Find each line in the listing below that contains the word "trunk" and copy it out. Case counts.

[Stored data]
* * * * * * * * *

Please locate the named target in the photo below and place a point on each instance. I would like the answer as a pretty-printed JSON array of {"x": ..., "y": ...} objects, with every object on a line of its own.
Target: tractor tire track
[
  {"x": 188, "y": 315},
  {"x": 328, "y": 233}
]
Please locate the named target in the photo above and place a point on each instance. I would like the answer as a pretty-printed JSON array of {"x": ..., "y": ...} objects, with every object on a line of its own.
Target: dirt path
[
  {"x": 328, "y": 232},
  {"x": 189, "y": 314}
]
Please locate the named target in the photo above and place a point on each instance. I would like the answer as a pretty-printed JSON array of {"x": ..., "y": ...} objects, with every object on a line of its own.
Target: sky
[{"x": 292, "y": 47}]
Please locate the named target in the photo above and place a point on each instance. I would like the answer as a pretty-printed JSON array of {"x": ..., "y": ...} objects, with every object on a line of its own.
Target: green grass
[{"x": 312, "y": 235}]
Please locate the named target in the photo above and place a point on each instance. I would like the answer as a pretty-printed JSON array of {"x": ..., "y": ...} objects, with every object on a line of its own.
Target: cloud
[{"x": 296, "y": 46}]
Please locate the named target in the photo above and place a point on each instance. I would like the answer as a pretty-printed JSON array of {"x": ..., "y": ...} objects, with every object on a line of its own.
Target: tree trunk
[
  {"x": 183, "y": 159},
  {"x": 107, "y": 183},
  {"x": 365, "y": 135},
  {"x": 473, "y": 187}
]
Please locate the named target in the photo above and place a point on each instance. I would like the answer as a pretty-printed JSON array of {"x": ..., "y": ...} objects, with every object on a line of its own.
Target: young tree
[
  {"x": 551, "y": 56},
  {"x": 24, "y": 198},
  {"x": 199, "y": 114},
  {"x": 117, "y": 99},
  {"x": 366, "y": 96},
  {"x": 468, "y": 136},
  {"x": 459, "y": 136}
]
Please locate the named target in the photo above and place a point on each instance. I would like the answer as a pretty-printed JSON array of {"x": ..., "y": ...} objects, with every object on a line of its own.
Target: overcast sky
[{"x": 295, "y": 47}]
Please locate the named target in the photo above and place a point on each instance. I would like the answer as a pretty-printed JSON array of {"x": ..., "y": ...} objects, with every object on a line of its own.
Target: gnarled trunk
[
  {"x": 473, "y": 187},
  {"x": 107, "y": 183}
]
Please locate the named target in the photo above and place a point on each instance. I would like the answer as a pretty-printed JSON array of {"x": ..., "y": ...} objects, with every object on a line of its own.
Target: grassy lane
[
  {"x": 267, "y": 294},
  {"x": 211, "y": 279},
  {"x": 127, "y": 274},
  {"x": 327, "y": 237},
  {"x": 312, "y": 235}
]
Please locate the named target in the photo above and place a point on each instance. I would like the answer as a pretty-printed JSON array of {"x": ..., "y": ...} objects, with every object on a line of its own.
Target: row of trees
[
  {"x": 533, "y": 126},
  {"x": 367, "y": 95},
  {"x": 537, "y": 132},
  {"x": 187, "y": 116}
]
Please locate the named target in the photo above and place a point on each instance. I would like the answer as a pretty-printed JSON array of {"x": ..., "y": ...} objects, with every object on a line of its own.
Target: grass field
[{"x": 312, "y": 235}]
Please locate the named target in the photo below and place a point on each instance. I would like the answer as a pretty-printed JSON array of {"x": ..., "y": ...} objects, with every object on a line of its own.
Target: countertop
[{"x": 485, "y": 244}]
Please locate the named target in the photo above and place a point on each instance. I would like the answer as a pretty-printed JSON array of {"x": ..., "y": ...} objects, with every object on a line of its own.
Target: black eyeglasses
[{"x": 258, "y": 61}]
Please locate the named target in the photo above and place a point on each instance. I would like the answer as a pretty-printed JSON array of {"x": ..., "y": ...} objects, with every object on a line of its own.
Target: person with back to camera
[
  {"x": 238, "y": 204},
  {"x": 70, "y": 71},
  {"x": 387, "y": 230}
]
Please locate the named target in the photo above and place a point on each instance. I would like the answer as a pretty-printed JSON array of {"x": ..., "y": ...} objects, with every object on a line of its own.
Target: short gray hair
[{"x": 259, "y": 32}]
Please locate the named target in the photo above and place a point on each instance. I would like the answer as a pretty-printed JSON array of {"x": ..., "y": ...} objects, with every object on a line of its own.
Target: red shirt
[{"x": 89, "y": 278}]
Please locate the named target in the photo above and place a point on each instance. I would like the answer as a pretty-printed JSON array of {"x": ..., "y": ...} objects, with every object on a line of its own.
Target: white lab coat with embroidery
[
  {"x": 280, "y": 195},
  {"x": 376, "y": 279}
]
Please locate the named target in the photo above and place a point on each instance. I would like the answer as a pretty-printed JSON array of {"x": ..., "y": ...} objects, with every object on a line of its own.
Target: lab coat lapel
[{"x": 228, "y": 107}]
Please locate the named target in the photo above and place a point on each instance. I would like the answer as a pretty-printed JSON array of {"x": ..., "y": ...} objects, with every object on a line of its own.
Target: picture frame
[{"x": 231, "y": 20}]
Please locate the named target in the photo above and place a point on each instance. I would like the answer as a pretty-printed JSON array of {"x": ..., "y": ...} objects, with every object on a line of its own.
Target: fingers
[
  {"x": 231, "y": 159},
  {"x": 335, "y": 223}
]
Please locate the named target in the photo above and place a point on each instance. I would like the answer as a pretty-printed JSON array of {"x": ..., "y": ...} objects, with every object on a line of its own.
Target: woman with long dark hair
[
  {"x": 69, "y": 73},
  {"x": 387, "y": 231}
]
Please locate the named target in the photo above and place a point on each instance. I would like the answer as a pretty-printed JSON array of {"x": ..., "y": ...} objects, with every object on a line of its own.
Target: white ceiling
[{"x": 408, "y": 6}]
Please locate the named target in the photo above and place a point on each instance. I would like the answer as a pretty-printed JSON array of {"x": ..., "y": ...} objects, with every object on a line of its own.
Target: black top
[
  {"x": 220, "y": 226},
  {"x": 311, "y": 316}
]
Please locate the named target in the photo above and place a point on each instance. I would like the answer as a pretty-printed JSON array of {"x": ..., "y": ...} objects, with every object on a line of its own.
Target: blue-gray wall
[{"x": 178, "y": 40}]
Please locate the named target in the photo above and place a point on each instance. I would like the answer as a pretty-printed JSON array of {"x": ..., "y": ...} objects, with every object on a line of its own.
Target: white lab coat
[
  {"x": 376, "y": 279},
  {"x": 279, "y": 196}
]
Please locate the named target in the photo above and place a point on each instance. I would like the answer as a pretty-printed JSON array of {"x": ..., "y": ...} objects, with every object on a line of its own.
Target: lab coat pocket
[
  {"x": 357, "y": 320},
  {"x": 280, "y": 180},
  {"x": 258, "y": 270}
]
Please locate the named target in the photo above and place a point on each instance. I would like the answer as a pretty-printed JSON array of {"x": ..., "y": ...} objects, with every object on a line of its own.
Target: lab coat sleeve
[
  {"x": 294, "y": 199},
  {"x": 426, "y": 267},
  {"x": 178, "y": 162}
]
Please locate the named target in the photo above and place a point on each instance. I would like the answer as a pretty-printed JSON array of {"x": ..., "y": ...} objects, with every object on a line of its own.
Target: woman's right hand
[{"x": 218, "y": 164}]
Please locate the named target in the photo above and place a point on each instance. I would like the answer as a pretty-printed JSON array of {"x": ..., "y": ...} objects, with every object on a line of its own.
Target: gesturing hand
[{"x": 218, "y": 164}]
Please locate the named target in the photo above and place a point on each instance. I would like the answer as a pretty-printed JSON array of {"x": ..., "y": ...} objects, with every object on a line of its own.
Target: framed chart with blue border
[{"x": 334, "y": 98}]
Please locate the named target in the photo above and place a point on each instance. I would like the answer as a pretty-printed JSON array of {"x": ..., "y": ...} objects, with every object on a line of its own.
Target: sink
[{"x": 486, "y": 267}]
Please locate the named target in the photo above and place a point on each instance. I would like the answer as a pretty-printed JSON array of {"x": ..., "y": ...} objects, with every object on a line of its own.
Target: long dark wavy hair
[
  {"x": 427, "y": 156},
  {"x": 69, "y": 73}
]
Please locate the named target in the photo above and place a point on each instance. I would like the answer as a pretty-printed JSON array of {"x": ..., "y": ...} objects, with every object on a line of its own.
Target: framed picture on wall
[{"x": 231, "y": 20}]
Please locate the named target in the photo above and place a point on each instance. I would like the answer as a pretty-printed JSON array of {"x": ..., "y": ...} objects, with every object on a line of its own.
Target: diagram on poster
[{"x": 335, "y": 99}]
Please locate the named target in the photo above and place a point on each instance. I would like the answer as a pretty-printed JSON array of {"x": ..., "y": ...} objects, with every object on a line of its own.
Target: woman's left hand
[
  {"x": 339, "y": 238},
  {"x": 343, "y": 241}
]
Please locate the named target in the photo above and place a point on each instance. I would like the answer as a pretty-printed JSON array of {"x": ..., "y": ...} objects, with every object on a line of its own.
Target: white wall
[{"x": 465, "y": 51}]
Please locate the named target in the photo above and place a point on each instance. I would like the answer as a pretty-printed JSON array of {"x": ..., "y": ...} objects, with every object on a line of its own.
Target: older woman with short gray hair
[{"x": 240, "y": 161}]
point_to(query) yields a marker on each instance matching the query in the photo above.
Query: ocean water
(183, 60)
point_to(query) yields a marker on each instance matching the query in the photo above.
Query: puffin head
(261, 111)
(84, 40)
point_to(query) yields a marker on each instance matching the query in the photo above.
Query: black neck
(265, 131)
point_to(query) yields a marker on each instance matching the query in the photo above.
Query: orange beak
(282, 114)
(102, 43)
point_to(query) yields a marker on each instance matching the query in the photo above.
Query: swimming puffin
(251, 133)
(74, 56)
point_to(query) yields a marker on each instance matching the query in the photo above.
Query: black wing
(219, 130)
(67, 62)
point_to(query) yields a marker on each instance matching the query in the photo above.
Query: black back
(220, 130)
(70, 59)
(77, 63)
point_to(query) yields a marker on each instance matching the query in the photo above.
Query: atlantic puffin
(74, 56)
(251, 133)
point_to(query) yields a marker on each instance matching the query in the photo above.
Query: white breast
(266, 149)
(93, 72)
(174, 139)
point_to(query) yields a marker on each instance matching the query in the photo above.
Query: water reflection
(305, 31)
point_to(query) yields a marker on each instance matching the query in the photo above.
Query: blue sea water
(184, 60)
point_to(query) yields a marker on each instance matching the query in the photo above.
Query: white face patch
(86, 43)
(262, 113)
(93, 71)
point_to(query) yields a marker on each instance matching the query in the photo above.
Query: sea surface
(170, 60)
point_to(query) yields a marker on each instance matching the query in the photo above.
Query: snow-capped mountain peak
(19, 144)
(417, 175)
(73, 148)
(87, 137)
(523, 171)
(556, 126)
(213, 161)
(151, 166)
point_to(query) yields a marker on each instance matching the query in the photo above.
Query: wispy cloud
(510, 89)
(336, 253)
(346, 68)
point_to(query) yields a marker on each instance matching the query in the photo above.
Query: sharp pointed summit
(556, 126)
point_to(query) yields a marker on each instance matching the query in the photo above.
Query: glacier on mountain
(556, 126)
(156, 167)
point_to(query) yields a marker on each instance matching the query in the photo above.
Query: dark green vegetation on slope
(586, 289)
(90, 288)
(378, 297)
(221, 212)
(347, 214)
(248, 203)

* * * * * * * * *

■ RESULT OF THE TASK:
Target: tree trunk
Target: gnarled trunk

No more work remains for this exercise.